Document excerpt
*** Begin section ***

Allan Barsky: Absolutely. It's for problem solving, but it's also problem solving not by you alone but you with people around you who may include the clients and others. We don't just take responsibility, “Hey, I know the ethical code and I know and I'm the professional so I'm the one to make decisions.” We empower our clients and we empower everyone that we're working with to resolve those issues together. It might even be more solution-focused rather than problem solving, because a lot of times when ethical issues come up we look at all the bad things that can happen. We should also look - just like from the social work strengths perspective - what are the possibilities? This is an opportunity for something wonderful. A lot of crises are actually opportunities for something positive.
Jonathan Singer: So, can you recap the – can you summarize those six stages again?
Allan Barsky: Absolutely. Stage 1: Identify what is the ethical issue or dilemma. Number 2: What are the sources of help that you can use to help you resolve the dilemma or think about the dilemma? Stage 3: Critical thinking: How do we think about? How do we analyze? How do we try to problem solve around the dilemma? Step 4: Conflict resolution: Once we know “what are the factors that we need to consider and how it might be analyzed and resolved,” how do we work with our clients, our agency and others in order to come up with some sort of consensus approach, if possible? Step 5: How do we implement the decision? Who is responsible for doing what? How do we implement the decision and make sure that everything gets done in the way that's likely to be most successful? And the sixth step is evaluation and follow up.

*** End section ***

Task set
**1)** Write out the part of the social work ethics interview from "Allan Barsky: Absolutely. Stage" down to "and follow up.", keeping every word as it appears.
**2)** Continue the social work ethics interview on from its last line.

Information
*** Begin section ***

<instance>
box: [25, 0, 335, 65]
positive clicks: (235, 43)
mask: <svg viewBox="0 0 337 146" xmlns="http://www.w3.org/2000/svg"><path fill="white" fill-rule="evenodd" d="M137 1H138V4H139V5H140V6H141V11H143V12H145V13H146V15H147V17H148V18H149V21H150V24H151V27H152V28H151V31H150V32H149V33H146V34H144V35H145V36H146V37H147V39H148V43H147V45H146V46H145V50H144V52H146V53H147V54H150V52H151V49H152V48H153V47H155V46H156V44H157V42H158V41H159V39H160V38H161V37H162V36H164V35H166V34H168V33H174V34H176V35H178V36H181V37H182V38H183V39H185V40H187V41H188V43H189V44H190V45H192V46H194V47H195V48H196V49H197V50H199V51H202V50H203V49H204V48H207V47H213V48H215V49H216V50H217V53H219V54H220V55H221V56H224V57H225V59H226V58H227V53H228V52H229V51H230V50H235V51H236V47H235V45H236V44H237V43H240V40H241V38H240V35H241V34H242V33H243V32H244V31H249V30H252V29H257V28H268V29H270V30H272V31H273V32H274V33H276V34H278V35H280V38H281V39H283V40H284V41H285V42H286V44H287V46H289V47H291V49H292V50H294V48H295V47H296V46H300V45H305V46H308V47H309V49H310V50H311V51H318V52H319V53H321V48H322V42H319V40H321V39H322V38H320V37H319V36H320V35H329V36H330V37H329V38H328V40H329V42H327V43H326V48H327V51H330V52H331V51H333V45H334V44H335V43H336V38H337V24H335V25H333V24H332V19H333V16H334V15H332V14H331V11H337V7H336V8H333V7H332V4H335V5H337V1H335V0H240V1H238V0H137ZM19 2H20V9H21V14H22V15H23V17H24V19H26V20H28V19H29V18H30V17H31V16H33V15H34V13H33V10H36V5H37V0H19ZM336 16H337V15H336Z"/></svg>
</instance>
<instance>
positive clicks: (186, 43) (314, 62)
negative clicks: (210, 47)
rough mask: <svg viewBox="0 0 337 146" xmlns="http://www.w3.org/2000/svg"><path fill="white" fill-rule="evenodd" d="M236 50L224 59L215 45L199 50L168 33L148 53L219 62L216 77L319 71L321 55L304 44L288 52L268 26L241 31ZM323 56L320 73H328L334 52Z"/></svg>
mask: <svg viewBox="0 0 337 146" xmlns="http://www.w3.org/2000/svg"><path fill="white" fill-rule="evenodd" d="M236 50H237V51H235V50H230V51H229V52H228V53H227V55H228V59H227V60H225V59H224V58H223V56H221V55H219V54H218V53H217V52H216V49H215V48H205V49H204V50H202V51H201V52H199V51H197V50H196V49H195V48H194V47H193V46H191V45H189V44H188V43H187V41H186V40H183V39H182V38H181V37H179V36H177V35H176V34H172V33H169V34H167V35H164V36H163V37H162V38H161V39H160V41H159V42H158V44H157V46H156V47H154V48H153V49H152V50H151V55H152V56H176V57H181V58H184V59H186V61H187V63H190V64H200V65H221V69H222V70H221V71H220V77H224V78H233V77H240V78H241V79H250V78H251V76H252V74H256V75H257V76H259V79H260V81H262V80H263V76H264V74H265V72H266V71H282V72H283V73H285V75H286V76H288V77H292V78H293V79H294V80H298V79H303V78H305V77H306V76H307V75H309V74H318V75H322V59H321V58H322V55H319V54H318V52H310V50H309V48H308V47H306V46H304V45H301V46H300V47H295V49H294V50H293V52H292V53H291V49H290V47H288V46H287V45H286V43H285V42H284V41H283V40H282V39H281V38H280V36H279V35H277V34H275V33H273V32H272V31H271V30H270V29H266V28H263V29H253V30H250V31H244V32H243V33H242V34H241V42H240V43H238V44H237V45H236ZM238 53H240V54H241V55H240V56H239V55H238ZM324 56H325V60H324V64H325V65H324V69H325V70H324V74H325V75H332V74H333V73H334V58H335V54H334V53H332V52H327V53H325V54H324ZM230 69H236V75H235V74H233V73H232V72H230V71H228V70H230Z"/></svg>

*** End section ***

Results of the exercise
**1)**
Allan Barsky: Absolutely. Stage 1: Identify what is the ethical issue or dilemma. Number 2: What are the sources of help that you can use to help you resolve the dilemma or think about the dilemma? Stage 3: Critical thinking: How do we think about? How do we analyze? How do we try to problem solve around the dilemma? Step 4: Conflict resolution: Once we know “what are the factors that we need to consider and how it might be analyzed and resolved,” how do we work with our clients, our agency and others in order to come up with some sort of consensus approach, if possible? Step 5: How do we implement the decision? Who is responsible for doing what? How do we implement the decision and make sure that everything gets done in the way that's likely to be most successful? And the sixth step is evaluation and follow up.

**2)**
Jonathan Singer: So, I got to say, you know, if somebody who's listening I would imagine that that would be – it would make sense, but it might be a little abstract. I'm wondering can we do a role play to sort of demonstrate how this would work out in the real world?
Allan Barsky: We're a practice profession, so let's do it.
Jonathan Singer: Okay. All right. How about you are a social worker and I'll be a supervisor and our executive director is having sex with a client? How about that? Will that sound like a juicy ethical dilemma?
Allan Barsky: It's certainly an interesting dilemma and something that's you know within the realm of possibility.
Jonathan Singer: Yeah, yeah absolutely, unfortunately. Okay, so let's do it.
Allan Barsky: Jonathan, I needed to talk to you about our executive director, Don. Something has come to my attention and it's sort of a sensitive issue. I'm really concerned about clients, but I'm also concerned if I raise this issue, you know, what's going to happen to me, what's going to happen to my job?
Jonathan Singer: Sure, absolutely. I'm glad that you came to me. I mean usually we talk about billing. What's going on? What's on your mind?
Allan Barsky: Well, I'm a little bit reluctant to bring this up because I don't know what the options are, how you'll react and what we can do to make sure that this is safe for you and for me. Basically I'm concerned that Don has been having sex with one of my clients and I know that from my client that she's felt pressured into it. I don't think it's what someone would say, you know, as a sexual assault situation. She did consent, but really it's just not appropriate and I think that we have to do something about this.
Jonathan Singer: Okay. This is – wow, this is not – I was not expecting this.
Allan Barsky: And I was floored as well. I had never heard anything like that before.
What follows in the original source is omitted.